§ **EXCERPT**
--- --- ---

When I was a seventh-grader I played in my town’s annual March-of-Dimes charity basketball game between a parochial middle school and a public middle school: all kids 14 or younger. The opposing team had a budding superstar and my assignment was to stick with and blanket him, from start to finish, on both ends of the court. I rarely touched the ball and took only one shot the whole game.

It was in the fourth quarter. I received a pass, dribbled around, stopped and found myself more than 30 feet from the basket. Because I had stopped dribbling, my defender backed off, leaving me alone out in the weeds. Unable to get the ball to a teammate, I eyed the basket. Time stopped as players on the court, and everyone else in the full auditorium, waited to see if I would take the shot. After what must have seemed like an unrelentingly long time, I rifled from the hip and let fly a grand rainbow — a high-arcing, “dreaming” kind of shot.

Like rainbows, lives have arcs to them. As babies we’re totally dependent and then gradually grow to reach our physical peak before inexorably starting down the other side. Our endeavors have their own arcs: some shorter, some longer. In the charity basketball game of fifty years ago, with fellow students, teachers and hundreds of townspeople looking on, I aimed for my pot of gold at the rainbow’s end. It was a wild, stupid risk. But I did it anyway.

--- --- ---

§ **RECORDS SUPPLIED**
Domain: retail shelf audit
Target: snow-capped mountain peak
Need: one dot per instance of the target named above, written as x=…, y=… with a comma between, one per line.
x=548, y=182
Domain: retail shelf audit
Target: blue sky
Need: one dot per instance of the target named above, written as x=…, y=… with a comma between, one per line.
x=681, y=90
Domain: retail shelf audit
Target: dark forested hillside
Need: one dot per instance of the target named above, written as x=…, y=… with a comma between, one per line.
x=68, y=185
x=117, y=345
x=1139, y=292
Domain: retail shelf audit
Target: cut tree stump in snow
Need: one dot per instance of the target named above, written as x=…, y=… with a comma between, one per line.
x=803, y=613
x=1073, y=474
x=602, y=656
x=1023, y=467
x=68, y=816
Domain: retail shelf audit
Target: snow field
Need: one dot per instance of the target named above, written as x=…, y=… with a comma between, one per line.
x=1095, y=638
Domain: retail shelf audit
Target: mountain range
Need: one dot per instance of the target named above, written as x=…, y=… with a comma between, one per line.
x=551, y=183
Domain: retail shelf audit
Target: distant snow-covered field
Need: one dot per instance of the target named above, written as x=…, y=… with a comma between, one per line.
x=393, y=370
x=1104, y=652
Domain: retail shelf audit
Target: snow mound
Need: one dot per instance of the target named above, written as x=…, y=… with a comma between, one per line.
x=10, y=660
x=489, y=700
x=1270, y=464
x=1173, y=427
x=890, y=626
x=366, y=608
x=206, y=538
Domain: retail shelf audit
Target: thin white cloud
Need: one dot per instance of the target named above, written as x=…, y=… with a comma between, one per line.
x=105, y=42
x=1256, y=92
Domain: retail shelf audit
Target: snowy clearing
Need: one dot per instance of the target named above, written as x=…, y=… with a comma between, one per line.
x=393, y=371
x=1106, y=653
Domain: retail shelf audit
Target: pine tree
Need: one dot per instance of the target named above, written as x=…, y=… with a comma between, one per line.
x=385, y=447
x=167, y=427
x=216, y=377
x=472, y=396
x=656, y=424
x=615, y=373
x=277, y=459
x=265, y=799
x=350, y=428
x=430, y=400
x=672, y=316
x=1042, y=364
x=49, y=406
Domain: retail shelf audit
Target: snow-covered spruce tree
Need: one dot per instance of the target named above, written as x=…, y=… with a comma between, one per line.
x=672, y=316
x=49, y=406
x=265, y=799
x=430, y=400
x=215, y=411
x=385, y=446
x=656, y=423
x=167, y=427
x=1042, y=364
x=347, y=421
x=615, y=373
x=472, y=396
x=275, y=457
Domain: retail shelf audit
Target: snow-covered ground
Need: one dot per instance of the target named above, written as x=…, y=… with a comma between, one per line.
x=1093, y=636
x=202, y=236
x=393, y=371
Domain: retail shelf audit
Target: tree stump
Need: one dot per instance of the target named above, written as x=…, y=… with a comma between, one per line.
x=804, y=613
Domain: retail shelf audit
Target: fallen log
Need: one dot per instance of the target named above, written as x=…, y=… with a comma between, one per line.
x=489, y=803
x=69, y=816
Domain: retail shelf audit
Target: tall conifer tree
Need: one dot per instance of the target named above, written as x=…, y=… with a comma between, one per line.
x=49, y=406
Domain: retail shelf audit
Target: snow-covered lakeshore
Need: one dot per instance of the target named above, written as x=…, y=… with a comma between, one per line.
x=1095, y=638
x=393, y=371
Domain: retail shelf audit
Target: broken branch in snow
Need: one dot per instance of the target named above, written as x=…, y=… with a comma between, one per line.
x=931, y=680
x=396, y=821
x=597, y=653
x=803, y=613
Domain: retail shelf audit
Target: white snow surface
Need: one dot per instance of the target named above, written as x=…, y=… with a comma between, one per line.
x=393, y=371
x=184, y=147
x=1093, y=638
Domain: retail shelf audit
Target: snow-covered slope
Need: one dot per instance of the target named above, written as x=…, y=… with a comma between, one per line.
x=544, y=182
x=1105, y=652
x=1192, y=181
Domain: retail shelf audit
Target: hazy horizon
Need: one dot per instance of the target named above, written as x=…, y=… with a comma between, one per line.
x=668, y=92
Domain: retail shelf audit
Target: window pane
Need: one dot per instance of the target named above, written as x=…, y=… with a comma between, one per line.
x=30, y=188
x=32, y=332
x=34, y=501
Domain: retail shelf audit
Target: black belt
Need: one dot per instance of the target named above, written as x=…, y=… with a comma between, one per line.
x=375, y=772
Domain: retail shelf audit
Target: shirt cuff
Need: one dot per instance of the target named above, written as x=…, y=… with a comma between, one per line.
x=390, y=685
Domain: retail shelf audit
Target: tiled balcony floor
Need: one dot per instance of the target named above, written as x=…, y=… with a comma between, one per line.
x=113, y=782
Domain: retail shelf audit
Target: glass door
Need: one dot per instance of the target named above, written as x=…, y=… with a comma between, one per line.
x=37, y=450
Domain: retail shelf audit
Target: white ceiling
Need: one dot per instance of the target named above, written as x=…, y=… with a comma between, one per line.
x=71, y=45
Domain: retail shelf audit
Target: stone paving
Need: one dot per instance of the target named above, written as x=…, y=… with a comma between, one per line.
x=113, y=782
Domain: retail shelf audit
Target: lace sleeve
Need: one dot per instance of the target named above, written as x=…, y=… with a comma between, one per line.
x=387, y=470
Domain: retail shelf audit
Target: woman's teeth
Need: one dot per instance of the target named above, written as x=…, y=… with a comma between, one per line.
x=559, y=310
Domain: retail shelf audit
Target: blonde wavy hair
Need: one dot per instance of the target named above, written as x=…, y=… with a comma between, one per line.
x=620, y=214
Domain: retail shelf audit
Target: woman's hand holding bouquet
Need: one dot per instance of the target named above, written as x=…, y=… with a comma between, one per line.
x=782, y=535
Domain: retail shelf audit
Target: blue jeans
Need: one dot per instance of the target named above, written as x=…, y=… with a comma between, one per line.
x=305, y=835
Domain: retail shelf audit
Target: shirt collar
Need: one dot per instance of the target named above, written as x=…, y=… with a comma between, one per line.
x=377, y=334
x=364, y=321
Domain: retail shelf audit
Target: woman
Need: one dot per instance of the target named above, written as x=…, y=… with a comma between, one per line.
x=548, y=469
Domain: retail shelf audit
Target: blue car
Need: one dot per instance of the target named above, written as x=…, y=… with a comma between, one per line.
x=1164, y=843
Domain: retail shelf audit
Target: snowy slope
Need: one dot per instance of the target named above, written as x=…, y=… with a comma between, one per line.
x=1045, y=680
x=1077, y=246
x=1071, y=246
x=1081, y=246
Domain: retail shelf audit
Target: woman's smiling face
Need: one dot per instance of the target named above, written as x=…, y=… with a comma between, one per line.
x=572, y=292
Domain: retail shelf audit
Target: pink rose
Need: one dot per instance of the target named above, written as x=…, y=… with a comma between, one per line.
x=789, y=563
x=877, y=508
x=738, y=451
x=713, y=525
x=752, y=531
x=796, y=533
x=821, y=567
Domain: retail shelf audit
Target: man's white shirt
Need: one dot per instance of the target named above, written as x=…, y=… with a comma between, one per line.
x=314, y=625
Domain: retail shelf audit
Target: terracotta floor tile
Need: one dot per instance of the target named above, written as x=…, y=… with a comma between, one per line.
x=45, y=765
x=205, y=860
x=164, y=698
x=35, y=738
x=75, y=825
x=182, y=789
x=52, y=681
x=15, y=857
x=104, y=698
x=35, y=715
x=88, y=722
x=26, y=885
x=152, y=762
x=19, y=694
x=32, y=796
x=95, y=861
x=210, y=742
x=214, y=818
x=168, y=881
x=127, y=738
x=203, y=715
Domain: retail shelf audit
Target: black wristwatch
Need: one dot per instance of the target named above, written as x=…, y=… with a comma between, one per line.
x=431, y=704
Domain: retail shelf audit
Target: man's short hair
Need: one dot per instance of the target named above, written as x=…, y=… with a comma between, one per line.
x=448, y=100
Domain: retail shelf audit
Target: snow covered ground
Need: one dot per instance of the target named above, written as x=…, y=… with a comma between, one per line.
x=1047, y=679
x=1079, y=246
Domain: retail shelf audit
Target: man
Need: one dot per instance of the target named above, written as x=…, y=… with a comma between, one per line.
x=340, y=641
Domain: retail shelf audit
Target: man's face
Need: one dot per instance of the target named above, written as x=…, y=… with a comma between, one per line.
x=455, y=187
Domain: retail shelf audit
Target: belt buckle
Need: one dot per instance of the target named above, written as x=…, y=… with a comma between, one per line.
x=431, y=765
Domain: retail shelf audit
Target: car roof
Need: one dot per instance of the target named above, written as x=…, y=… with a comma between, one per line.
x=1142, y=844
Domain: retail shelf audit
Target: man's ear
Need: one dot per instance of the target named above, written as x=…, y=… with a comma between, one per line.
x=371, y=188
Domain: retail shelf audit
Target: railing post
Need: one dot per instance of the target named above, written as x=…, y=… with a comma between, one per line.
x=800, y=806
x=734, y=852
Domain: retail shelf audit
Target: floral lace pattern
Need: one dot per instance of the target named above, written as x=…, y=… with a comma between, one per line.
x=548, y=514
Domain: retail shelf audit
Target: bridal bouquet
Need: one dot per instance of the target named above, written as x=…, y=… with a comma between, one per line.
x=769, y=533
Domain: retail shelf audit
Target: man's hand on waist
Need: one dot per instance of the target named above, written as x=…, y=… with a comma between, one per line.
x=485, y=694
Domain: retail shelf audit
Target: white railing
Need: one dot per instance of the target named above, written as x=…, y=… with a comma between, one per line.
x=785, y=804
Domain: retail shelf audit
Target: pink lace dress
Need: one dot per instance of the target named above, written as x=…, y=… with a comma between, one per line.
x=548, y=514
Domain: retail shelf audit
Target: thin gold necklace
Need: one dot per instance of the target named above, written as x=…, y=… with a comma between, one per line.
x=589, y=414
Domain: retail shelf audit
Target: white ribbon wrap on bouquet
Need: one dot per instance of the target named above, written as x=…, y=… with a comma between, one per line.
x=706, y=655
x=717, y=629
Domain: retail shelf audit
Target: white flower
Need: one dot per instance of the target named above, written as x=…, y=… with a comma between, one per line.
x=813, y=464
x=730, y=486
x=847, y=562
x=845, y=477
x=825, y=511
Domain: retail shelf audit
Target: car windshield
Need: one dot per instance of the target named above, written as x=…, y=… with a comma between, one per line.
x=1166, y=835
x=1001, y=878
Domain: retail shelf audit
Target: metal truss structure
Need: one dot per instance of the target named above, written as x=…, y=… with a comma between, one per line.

--- --- ---

§ **GOALS**
• a. List the groups of onlookers named in the last paragraph of the basketball game recollection.
• b. Pick up the basketball game recollection after its final sentence and continue it.
The rows are separate material, unrelated to the text about the basketball game.

§ **EXERCISE RESULTS**
• a. Fellow students, teachers, and hundreds of townspeople.

• b.
Not knowing our own innate beauty, not heeding the quiet whisper of the heart, too often we play to the audience, or follow its script. And how do our audiences repay us? By judging, rating and climbing over us. That’s life, we’re told. Get with the program: be a fighter. Quit your bellyaching. They don’t tell us that we have a choice. I can play to the crowd, or I can dance the jig of life with an internal presence — the immortal, blissful divine.

The grand rainbow came down, hit the rim, bounced up and away.

So what? As I've said, the line is marching on: we come down, hit life’s stage, rise up, do our thing and away! Perspective is everything.

Illustration by Sara Shaffer.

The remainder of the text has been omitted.